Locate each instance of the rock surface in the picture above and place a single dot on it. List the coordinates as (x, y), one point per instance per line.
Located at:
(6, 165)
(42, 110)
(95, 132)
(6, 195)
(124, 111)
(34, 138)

- **ACTION ITEM**:
Nothing in the data may be omitted; transcribe it exactly.

- **EXERCISE SOLUTION**:
Locate each instance of the rock surface in the picture above and place a single dot on it. List the coordinates as (x, y), one point per instance per line.
Located at:
(6, 165)
(42, 110)
(95, 132)
(6, 195)
(124, 111)
(34, 138)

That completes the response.